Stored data
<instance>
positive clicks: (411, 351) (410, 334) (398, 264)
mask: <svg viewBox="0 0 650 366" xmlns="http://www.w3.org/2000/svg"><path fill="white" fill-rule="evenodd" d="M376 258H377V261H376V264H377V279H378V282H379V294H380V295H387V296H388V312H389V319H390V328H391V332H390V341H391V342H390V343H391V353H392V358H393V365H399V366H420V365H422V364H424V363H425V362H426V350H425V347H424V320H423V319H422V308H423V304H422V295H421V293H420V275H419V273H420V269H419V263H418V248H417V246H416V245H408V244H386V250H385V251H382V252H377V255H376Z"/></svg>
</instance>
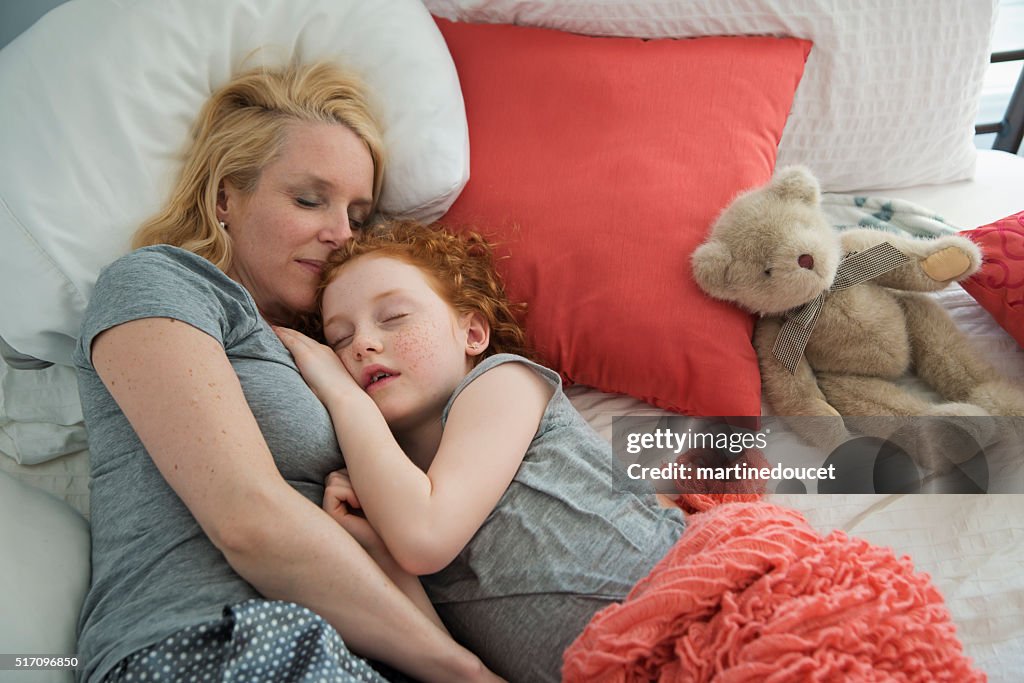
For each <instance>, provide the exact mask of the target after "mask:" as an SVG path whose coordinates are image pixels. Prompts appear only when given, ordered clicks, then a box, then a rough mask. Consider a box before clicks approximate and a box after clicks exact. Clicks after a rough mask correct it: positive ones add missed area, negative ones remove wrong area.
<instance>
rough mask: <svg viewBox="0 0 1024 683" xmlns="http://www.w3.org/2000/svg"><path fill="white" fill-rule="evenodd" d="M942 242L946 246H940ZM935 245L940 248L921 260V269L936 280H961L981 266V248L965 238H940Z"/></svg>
mask: <svg viewBox="0 0 1024 683" xmlns="http://www.w3.org/2000/svg"><path fill="white" fill-rule="evenodd" d="M943 244H946V245H948V246H946V247H941V245H943ZM936 246H940V249H939V250H938V251H936V252H935V253H934V254H931V255H929V256H928V257H927V258H925V259H924V260H923V261H922V262H921V269H922V270H924V272H925V274H926V275H928V276H929V278H931V279H932V280H934V281H936V282H940V283H946V282H950V281H953V280H963V279H965V278H969V276H970V275H972V274H974V273H975V272H977V271H978V268H980V267H981V250H980V249H978V246H977V245H976V244H974V243H973V242H971V241H970V240H968V239H967V238H962V237H949V238H942V239H940V240H937V241H936Z"/></svg>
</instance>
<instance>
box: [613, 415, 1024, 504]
mask: <svg viewBox="0 0 1024 683" xmlns="http://www.w3.org/2000/svg"><path fill="white" fill-rule="evenodd" d="M612 450H613V453H614V456H615V458H616V459H617V460H618V461H620V463H621V464H622V467H618V468H616V470H615V479H616V480H615V485H616V487H621V488H622V489H633V488H634V487H635V485H636V484H637V482H646V483H648V484H649V485H652V486H653V488H654V489H655V490H657V492H658V493H666V494H676V493H762V492H767V493H772V492H774V493H808V494H814V493H818V494H835V493H847V494H857V493H863V494H884V493H902V494H912V493H1024V418H992V417H985V418H976V417H972V418H941V419H940V418H923V417H922V418H918V417H913V418H838V417H837V418H831V417H828V418H784V419H783V418H774V417H763V418H690V417H683V416H673V417H616V418H614V419H613V420H612Z"/></svg>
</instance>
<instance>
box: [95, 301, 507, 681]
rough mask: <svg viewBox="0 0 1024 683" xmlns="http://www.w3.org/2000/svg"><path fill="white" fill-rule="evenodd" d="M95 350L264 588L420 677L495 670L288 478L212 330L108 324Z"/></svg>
mask: <svg viewBox="0 0 1024 683" xmlns="http://www.w3.org/2000/svg"><path fill="white" fill-rule="evenodd" d="M91 352H92V360H93V366H94V367H95V369H96V372H97V373H98V374H99V377H100V378H101V379H102V381H103V383H104V385H105V386H106V388H108V390H109V391H110V392H111V394H112V395H113V396H114V398H115V400H116V401H117V402H118V404H119V405H120V408H121V410H122V411H123V412H124V414H125V416H126V417H127V418H128V420H129V421H130V422H131V425H132V427H133V428H134V429H135V431H136V433H137V434H138V436H139V438H140V439H141V441H142V443H143V444H144V445H145V449H146V451H147V452H148V454H150V456H151V457H152V458H153V461H154V463H155V464H156V466H157V467H158V468H159V470H160V472H161V474H163V476H164V478H165V479H166V480H167V482H168V483H169V484H170V485H171V487H172V488H173V489H174V490H175V493H176V494H177V495H178V496H179V497H180V498H181V500H182V502H183V503H184V504H185V505H186V506H187V507H188V509H189V511H190V512H191V513H193V515H194V516H195V517H196V519H197V520H198V521H199V523H200V525H201V526H202V528H203V529H204V531H205V532H206V533H207V535H208V536H209V538H210V540H211V541H212V542H213V543H214V545H216V546H217V548H219V549H220V550H221V551H222V552H223V553H224V556H225V557H226V559H227V561H228V563H229V564H230V565H231V567H232V568H234V570H236V571H238V572H239V574H240V575H242V577H243V578H244V579H245V580H246V581H248V582H249V583H251V584H252V585H253V586H254V587H255V588H256V589H257V590H258V591H259V592H260V593H261V594H263V595H264V596H266V597H267V598H271V599H280V600H289V601H293V602H297V603H299V604H302V605H305V606H307V607H309V608H311V609H313V610H315V611H316V612H318V613H319V614H322V615H323V616H324V617H325V618H326V620H327V621H328V622H329V623H331V624H332V625H333V626H334V627H335V628H336V629H337V630H338V632H339V633H340V634H341V636H342V638H343V639H344V640H345V642H346V643H348V645H349V646H350V647H351V648H352V650H353V651H355V652H357V653H359V654H362V655H366V656H370V657H373V658H376V659H379V660H381V661H384V663H387V664H388V665H390V666H393V667H395V668H396V669H399V670H401V671H403V672H407V673H409V674H411V675H413V676H415V677H417V678H420V679H422V680H434V681H450V680H458V679H460V678H465V679H467V680H468V679H472V678H476V679H483V680H486V679H487V678H488V677H490V676H493V675H490V674H489V672H486V670H484V669H483V667H482V665H481V664H480V661H479V659H477V658H476V657H475V655H473V654H472V653H470V652H469V651H468V650H466V649H464V648H463V647H461V646H459V645H458V644H457V643H455V642H454V641H453V640H452V639H451V638H450V637H449V636H447V635H446V634H444V633H443V632H442V631H441V630H440V629H438V628H437V627H436V626H434V624H432V623H431V621H430V620H428V618H427V617H426V616H425V615H424V614H423V613H422V612H421V611H420V610H419V609H417V607H416V606H415V605H414V604H413V603H412V602H411V601H410V600H409V599H408V598H407V597H406V596H404V595H402V593H401V592H400V591H399V590H398V589H397V588H396V587H395V585H394V584H393V583H392V582H391V581H390V580H389V579H388V578H387V577H386V575H385V574H384V573H383V572H382V571H381V569H380V568H379V567H378V566H377V564H376V563H375V562H374V561H373V560H372V559H371V558H370V557H369V555H367V553H366V552H364V550H362V549H361V548H360V547H359V545H358V544H357V543H356V542H355V541H354V540H353V539H352V537H351V536H349V535H348V533H346V532H345V531H344V530H343V529H342V528H341V526H339V525H338V524H337V523H335V522H334V521H333V520H332V519H331V518H330V517H329V516H328V515H326V514H325V513H324V511H323V510H321V509H318V508H317V507H316V506H315V505H313V504H312V503H310V502H309V501H308V500H306V499H305V498H303V497H302V496H301V495H300V494H299V493H298V492H296V490H295V489H294V488H292V487H291V486H290V485H288V483H287V482H286V481H285V480H284V479H283V478H282V476H281V474H280V472H279V471H278V468H276V466H275V465H274V463H273V459H272V458H271V455H270V453H269V450H268V447H267V445H266V442H265V441H264V439H263V436H262V434H261V433H260V430H259V426H258V424H257V423H256V420H255V418H254V417H253V415H252V412H251V411H250V409H249V405H248V403H247V401H246V398H245V395H244V394H243V391H242V386H241V384H240V383H239V379H238V376H237V375H236V374H234V371H233V369H232V368H231V365H230V362H229V361H228V359H227V356H226V355H225V354H224V350H223V348H222V347H221V346H220V344H219V343H218V342H217V341H216V340H215V339H213V338H212V337H210V336H208V335H206V334H205V333H203V332H201V331H199V330H197V329H196V328H194V327H191V326H189V325H186V324H183V323H180V322H176V321H172V319H168V318H143V319H138V321H133V322H130V323H125V324H123V325H119V326H117V327H115V328H111V329H110V330H108V331H105V332H103V333H101V334H100V335H99V336H97V338H96V339H95V341H94V342H93V345H92V349H91Z"/></svg>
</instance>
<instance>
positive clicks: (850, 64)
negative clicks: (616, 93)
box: [424, 0, 997, 191]
mask: <svg viewBox="0 0 1024 683" xmlns="http://www.w3.org/2000/svg"><path fill="white" fill-rule="evenodd" d="M424 2H425V4H426V5H427V7H428V8H429V9H430V10H431V12H433V13H434V14H436V15H438V16H443V17H445V18H450V19H456V20H461V22H479V23H492V24H519V25H523V26H538V27H545V28H549V29H559V30H562V31H570V32H574V33H583V34H588V35H598V36H635V37H642V38H686V37H694V36H709V35H749V34H771V35H779V36H795V37H798V38H806V39H809V40H812V41H814V47H813V49H812V50H811V55H810V57H809V58H808V61H807V68H806V69H805V71H804V77H803V80H802V81H801V83H800V88H799V89H798V90H797V95H796V98H795V100H794V105H793V112H792V114H791V117H790V120H788V121H787V123H786V126H785V130H784V131H783V133H782V140H781V143H780V144H779V155H778V162H777V163H778V164H779V165H780V166H781V165H785V164H805V165H807V166H809V167H811V169H812V170H813V171H814V172H815V174H816V175H817V176H818V178H819V180H820V181H821V185H822V187H823V188H824V189H826V190H829V191H852V190H857V189H863V188H865V187H888V188H895V187H907V186H911V185H921V184H932V183H940V182H949V181H953V180H963V179H967V178H970V177H971V176H972V175H973V173H974V165H975V147H974V143H973V136H974V120H975V113H976V110H977V103H978V96H979V94H980V91H981V84H982V78H983V75H984V72H985V68H986V66H987V63H988V57H989V54H988V50H989V39H990V36H991V32H992V27H993V24H994V19H995V8H996V4H997V0H971V1H969V2H935V1H934V0H876V1H874V2H863V1H859V2H836V0H662V1H658V2H651V1H649V0H586V1H583V0H532V1H531V2H522V1H521V0H424ZM609 96H614V93H609ZM693 96H694V97H699V96H700V93H699V92H694V93H693ZM708 153H709V155H714V154H716V151H715V150H709V151H708Z"/></svg>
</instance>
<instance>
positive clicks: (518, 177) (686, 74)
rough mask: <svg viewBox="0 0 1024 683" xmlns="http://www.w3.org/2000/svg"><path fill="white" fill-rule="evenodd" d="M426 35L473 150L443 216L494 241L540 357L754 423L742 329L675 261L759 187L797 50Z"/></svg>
mask: <svg viewBox="0 0 1024 683" xmlns="http://www.w3.org/2000/svg"><path fill="white" fill-rule="evenodd" d="M437 24H438V26H439V27H440V30H441V33H442V34H443V36H444V39H445V40H446V41H447V45H449V49H450V50H451V52H452V56H453V58H454V60H455V65H456V68H457V69H458V72H459V79H460V82H461V84H462V90H463V95H464V97H465V100H466V114H467V117H468V120H469V138H470V155H471V156H470V180H469V183H468V184H467V186H466V188H465V189H464V190H463V193H462V195H461V196H460V198H459V200H458V201H457V202H456V204H455V205H454V206H453V207H452V209H451V210H450V211H449V213H447V214H446V216H445V217H444V219H443V221H444V222H445V223H447V224H449V225H453V226H456V227H460V226H468V227H472V228H474V229H477V230H479V231H481V232H483V233H484V234H487V236H488V237H489V238H492V239H493V240H495V241H497V242H498V243H500V247H499V253H500V254H505V255H508V256H509V258H507V259H504V260H502V261H500V268H501V269H502V273H503V275H504V276H505V279H506V284H507V287H508V290H509V295H510V296H511V298H512V299H513V300H514V301H525V302H527V304H528V313H527V317H526V329H527V332H528V334H529V336H530V340H531V342H532V343H534V345H535V347H536V348H537V350H538V351H539V353H540V355H541V359H542V360H543V361H544V362H546V364H547V365H549V366H551V367H552V368H554V369H555V370H557V371H558V372H560V373H561V375H562V377H563V378H564V379H565V380H566V381H568V382H578V383H581V384H587V385H590V386H593V387H596V388H598V389H601V390H603V391H610V392H616V393H626V394H630V395H632V396H636V397H638V398H641V399H643V400H646V401H649V402H651V403H653V404H655V405H658V407H660V408H665V409H668V410H672V411H676V412H680V413H686V414H690V415H702V416H730V415H737V416H738V415H760V407H761V378H760V374H759V371H758V362H757V357H756V355H755V352H754V349H753V347H752V346H751V342H750V339H751V333H752V329H753V323H752V319H751V317H750V316H749V315H748V314H745V313H743V312H741V311H739V310H738V309H736V308H734V307H732V306H730V305H727V304H724V303H721V302H718V301H715V300H712V299H710V298H708V297H707V296H706V295H705V294H703V293H702V292H700V290H699V289H698V288H697V286H696V284H695V283H694V282H693V278H692V275H691V273H690V263H689V257H690V254H691V253H692V251H693V250H694V249H695V248H696V246H697V245H698V244H699V243H700V242H701V241H702V240H703V238H705V234H706V232H707V231H708V229H709V227H710V226H711V223H712V222H713V221H714V219H715V217H716V216H717V214H718V213H719V212H720V211H721V210H722V209H723V208H724V207H725V206H726V204H728V203H729V201H730V200H731V199H732V198H733V197H734V196H735V195H736V194H737V193H739V191H740V190H743V189H746V188H749V187H752V186H754V185H759V184H763V183H765V182H767V181H768V179H769V177H770V176H771V173H772V170H773V168H774V164H775V153H776V148H777V145H778V141H779V137H780V135H781V132H782V127H783V125H784V123H785V119H786V116H787V114H788V112H790V106H791V103H792V101H793V96H794V93H795V91H796V88H797V85H798V83H799V82H800V78H801V76H802V75H803V69H804V62H805V60H806V58H807V55H808V53H809V51H810V48H811V43H809V42H808V41H804V40H798V39H775V38H762V37H742V38H740V37H734V38H697V39H689V40H652V41H645V40H641V39H633V38H596V37H588V36H579V35H574V34H568V33H562V32H558V31H550V30H544V29H532V28H523V27H515V26H507V25H483V24H457V23H451V22H447V20H444V19H437Z"/></svg>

Your assignment —
Find the lines above that contain the word "negative" and copy each one.

Completed task —
For each <instance>, provide the exact mask of the target after "mask:" as an SVG path whose coordinates are image pixels. Prompts appear only when given, ordered clicks, then a box, then a rough mask. Consider a box before clicks approximate and a box after clicks exact. Clicks after a rough mask correct it: positive ones add missed area, negative ones remove wrong area.
negative clicks: (616, 93)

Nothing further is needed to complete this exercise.